Exercise task:
Transcribe every one of the entries below, reproducing each line without any change.

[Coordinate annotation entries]

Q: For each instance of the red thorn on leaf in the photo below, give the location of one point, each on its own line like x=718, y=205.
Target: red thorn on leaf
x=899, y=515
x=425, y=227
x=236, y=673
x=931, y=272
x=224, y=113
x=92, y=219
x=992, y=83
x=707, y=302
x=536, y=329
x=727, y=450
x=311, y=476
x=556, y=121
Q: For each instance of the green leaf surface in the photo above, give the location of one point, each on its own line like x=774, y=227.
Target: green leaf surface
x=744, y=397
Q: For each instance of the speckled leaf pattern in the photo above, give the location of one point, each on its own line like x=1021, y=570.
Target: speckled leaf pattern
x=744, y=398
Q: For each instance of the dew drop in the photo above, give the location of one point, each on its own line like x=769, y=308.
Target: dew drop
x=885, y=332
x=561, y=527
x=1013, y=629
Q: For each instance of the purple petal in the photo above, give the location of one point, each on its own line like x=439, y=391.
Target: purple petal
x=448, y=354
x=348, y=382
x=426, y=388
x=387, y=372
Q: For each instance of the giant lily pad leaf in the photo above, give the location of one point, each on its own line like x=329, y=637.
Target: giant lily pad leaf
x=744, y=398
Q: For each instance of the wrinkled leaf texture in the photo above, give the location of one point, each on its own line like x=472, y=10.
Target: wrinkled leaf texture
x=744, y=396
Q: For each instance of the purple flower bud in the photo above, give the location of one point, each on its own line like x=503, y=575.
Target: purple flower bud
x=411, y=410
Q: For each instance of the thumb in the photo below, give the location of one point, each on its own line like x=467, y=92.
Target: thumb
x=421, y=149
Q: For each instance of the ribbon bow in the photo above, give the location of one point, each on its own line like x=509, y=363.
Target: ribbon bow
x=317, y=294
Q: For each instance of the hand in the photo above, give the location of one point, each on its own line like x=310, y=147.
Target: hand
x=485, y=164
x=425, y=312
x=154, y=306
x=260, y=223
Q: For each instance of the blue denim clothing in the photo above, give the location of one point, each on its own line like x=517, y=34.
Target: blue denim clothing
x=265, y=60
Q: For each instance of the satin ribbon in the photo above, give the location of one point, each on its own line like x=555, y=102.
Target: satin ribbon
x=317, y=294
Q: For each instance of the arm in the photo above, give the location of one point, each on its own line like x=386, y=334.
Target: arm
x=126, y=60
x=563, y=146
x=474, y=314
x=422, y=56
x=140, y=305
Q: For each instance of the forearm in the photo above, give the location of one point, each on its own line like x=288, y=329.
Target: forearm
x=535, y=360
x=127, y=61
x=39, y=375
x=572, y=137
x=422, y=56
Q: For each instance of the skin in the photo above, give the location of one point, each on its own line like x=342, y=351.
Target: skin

Output of the exercise:
Q: For each instance of the red thorn on leaf in the photo below, give the location of one point, each on its own line like x=718, y=205.
Target: red thorn on leaf
x=899, y=515
x=425, y=227
x=236, y=673
x=931, y=272
x=224, y=113
x=92, y=219
x=992, y=83
x=707, y=302
x=536, y=329
x=727, y=450
x=311, y=476
x=556, y=121
Q: For each instance of the green leaf surface in the photo above, give the location of one point, each on its own line like x=774, y=227.
Target: green leaf surface
x=744, y=397
Q: For each instance of the speckled leaf pattern in the photo above, give the location of one point, each on its own line like x=1021, y=570.
Target: speckled leaf pattern
x=744, y=398
Q: For each instance of the dew drop in the photo above, give the location of one point, each on its own line like x=769, y=308.
Target: dew drop
x=885, y=332
x=561, y=527
x=1013, y=629
Q: For each instance of the purple petal in the photo above, give the location of one point, each on its own line like x=439, y=391.
Target: purple petal
x=448, y=354
x=348, y=382
x=426, y=388
x=387, y=372
Q: For each instance of the giant lily pad leaf in the photo above, give the location of one point, each on its own line like x=329, y=637.
Target: giant lily pad leaf
x=744, y=398
Q: For each instance of the wrinkled leaf texture in the photo above, give the location of one point, each on its own line like x=472, y=10.
Target: wrinkled leaf texture
x=744, y=396
Q: For each instance of the purple flower bud in the photo above, give the location of one point, each on its own line like x=503, y=575.
Target: purple flower bud
x=411, y=410
Q: For each instance of the thumb in the photo below, give the location of one point, each on its own line like x=467, y=92.
Target: thumb
x=421, y=149
Q: For each instance of the ribbon bow in the photo above, give the location of one point, each on its own line like x=509, y=363.
Target: ribbon bow
x=317, y=294
Q: For each instance of the hand in the photo above, give the location of one point, each on its own line like x=310, y=147.
Target: hand
x=485, y=164
x=425, y=312
x=154, y=306
x=260, y=223
Q: For each instance of the blue denim clothing in the photo above, give the location of one point, each on its own line like x=517, y=34.
Target: blue denim clothing
x=265, y=60
Q: For each instance of the satin ribbon in the photo above, give the location of one point, each on its own line like x=555, y=102.
Target: satin ribbon
x=317, y=294
Q: For each instance of the arm in the photo above, give the location of one point, each on its own line like x=386, y=334.
Target: arm
x=126, y=60
x=563, y=146
x=474, y=314
x=422, y=56
x=140, y=305
Q: For each instance of the forearm in the photo above, give the location of one point, each on its own line like x=288, y=329.
Target: forearm
x=535, y=360
x=127, y=61
x=39, y=375
x=572, y=137
x=422, y=56
Q: For each instance of the skin in the photo above, give the location of one point, each on its own line like x=342, y=351.
Target: skin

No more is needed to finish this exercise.